• PASSAGE SHOWN:
--- START ---
David Claerbout: The Long Goodbye

David Claerbout Long Goodbye 2007 Video still Courtesy of the Rennie Collection Vancouver

When first invented, photography and film seemed to have a fairly straightforward relationship with time. A photograph represented the single moment in which it was taken, a film sequence the number of minutes it took to stage a scene. The advent of more sophisticated editing equipment has changed that, however, complicating the viewer’s relationship to time and the camera’s documentation of it.

Antwerp-based artist David Claerbout’s video and digital photography projects intervene in our sense of linear time by slowing down, speeding up or even stopping time in filmic narratives. In his first solo exhibition in Canada, currently on view at Vancouver’s Belkin Art Gallery, a selection of Claerbout’s video installations from 1996 onwards mine our slippery relationship to duration. Presenting mysterious and compellingly incomplete storylines—such as a female figure emerging from a home, turning towards the camera and waving goodbye to the viewer in slow motion in Long Goodbye—in ways that separate narrative time from viewing time, Claerbout’s actors and dialogue quickly become the backdrop for the real subject of his work: the shifts in light and movements in environment that mark the passing of both hours and eons.
--- END ---
• COMPLETE THE FOLLOWING:
(A) Transcribe everything in the passage on David Claerbout from "Antwerp-based artist David" down to "hours and eons.".
(B) For each statement below, answer yes or no according to the passage on David Claerbout, and quote the words of the passage that decide it. (i) Claerbout is based in Antwerp. (ii) The show at the Belkin Art Gallery is Claerbout's second solo exhibition in Canada. (iii) In Long Goodbye, a female figure waves goodbye to the viewer in slow motion.
(C) Extend the passage on David Claerbout's exhibition by writing the text that follows its last sentence.

• INFORMATION PROVIDED:
--- START ---
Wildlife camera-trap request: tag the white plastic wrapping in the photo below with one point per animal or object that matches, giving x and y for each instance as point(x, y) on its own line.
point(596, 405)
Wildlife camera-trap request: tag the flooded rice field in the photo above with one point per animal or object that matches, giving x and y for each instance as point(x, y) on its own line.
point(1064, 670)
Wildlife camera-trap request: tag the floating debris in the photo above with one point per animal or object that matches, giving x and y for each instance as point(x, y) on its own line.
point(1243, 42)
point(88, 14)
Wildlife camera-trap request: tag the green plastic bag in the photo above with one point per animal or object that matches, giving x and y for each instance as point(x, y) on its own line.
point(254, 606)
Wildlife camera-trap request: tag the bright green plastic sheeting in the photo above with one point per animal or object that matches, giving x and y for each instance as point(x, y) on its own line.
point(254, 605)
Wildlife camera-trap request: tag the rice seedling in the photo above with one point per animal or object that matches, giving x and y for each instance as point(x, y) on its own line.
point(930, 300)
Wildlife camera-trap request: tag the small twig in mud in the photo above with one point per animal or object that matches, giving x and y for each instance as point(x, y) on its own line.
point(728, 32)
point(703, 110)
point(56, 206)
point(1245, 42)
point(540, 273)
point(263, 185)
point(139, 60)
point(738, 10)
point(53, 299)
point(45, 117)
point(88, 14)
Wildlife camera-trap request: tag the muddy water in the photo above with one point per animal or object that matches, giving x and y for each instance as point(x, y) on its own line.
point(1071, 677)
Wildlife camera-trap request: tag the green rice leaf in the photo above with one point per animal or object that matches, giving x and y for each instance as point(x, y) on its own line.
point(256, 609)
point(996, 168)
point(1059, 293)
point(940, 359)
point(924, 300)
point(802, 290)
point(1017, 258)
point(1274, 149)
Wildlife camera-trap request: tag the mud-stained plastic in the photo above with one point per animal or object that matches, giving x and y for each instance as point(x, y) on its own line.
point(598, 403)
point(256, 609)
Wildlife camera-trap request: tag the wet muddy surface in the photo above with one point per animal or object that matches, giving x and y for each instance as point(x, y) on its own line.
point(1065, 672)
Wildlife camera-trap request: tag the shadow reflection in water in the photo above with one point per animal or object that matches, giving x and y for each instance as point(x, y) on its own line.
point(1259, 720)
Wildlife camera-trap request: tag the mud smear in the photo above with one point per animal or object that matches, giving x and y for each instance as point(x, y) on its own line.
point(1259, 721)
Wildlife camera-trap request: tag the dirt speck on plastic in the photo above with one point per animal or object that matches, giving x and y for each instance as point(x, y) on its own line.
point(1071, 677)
--- END ---
• ANSWERS PER TASK:
(A)
Antwerp-based artist David Claerbout’s video and digital photography projects intervene in our sense of linear time by slowing down, speeding up or even stopping time in filmic narratives. In his first solo exhibition in Canada, currently on view at Vancouver’s Belkin Art Gallery, a selection of Claerbout’s video installations from 1996 onwards mine our slippery relationship to duration. Presenting mysterious and compellingly incomplete storylines—such as a female figure emerging from a home, turning towards the camera and waving goodbye to the viewer in slow motion in Long Goodbye—in ways that separate narrative time from viewing time, Claerbout’s actors and dialogue quickly become the backdrop for the real subject of his work: the shifts in light and movements in environment that mark the passing of both hours and eons.

(B)
(i) Yes: "Antwerp-based artist David Claerbout’s"
(ii) No: "In his first solo exhibition in Canada"
(iii) Yes: "a female figure emerging from a home, turning towards the camera and waving goodbye to the viewer in slow motion in Long Goodbye"

(C)
Nowhere is this focus on duration more keenly felt than in the artist’s epic video Bordeaux Piece, which restages a miniature soap opera between a woman and two men 70 times over the course of a single day. While the dialogue and setting (a modernist house and its gardens and porches) remain the same, the resulting 14-hour video betrays gradual changes in the atmosphere around the actors. Part endurance piece, part recombinant narrative in the style of Vancouver favourites Stan Douglas and Rodney Graham, Bordeaux Piece exemplifies Claerbout’s aim to “give form to duration by means of natural light.”

Accompanied by two special all-day screenings of the epic work in the gallery and a catalogue co-published with the Centre Georges Pompidou in Paris, Claerbout’s solo exhibition offers a thoughtful meditation on the way that time passes us by, consistently and irretrievably, whether we realize it or not. (1825 Main Mall, Vancouver BC)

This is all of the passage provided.